** Excerpt **
__________

Sunday, April 22, 2012

紐約時報專欄作家 NICHOLAS KRISTOF:
薄熙来微薄的薪水如何支付他儿子瓜瓜
牛津和哈佛大学的巨大费用 和名貴的跑車?

Even good people are on the take in China these days, because everybody else is. Chinese doctors take cash from patients’ families before surgery. Journalists take bribes to write articles. Principals take money to admit students. ...
Three men meet in Qincheng Prison, where political offenders are often kept. The first one says: I am jailed for opposing Bo Xilai. The second says: I’m here because I supported Bo Xilai. And the third says: Dang it, I am Bo Xilai.

A Body, a Scandal and China
By NICHOLAS D. KRISTOF
Published: April 21, 2012

IT all began with a dead body, in a hotel in the Chinese city of Chongqing. The corpse belonged to a British businessman who was said to have drunk himself to death — odd, considering that he rarely drank.

Then a vice mayor sneaked out of town, by some accounts disguised for a time as an old lady, and entered the American Consulate in Chengdu to whisper a tale of murder. Now China has erupted in its biggest political storm since the Tiananmen democracy movement was violently crushed in 1989.

One of China’s most prominent politicians, Bo Xilai, has been kicked out of the Politburo. His wife is detained on suspicion of murdering the British businessman in a dispute over his fee for supposedly smuggling ill-gotten family money abroad.Their son, Bo Guagua, who once drove up to the United States ambassador’s residence in a red Ferrari to pick up Jon Huntsman’s daughter for a date, is studying at Harvard’s Kennedy School of Government — but seems to have vanished lately. And if you’re wondering how Bo Xilai managed on a minuscule state salary to pay hundreds of thousands of dollars for Guagua to study in Britain and now the United States (where he downgraded to a Porsche), well, great question!

__________

** Check your understanding **
• 1. According to the column, where did the vice mayor go to tell a tale of murder?
• 2. Summarize the column in two sentences.
• 3. Duplicate the part of the column from "Sunday, April 22, 2012" to "admit students. ...".
Answer using only the column itself, without outside knowledge.

__________

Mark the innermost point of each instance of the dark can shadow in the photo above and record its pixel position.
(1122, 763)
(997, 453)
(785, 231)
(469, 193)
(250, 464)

__________

** Answer section **
• 1. He went to the American Consulate in Chengdu.

• 2. A British businessman was found dead in a Chongqing hotel, and after a vice mayor slipped out of town to describe a murder at the American Consulate in Chengdu, China erupted in its biggest political storm since 1989. Bo Xilai has been expelled from the Politburo, his wife is detained on suspicion of murdering the businessman, and the column asks how Bo paid for his son's costly studies abroad on a small state salary.

• 3.
Sunday, April 22, 2012

紐約時報專欄作家 NICHOLAS KRISTOF:
薄熙来微薄的薪水如何支付他儿子瓜瓜
牛津和哈佛大学的巨大费用 和名貴的跑車?

Even good people are on the take in China these days, because everybody else is. Chinese doctors take cash from patients’ families before surgery. Journalists take bribes to write articles. Principals take money to admit students. ...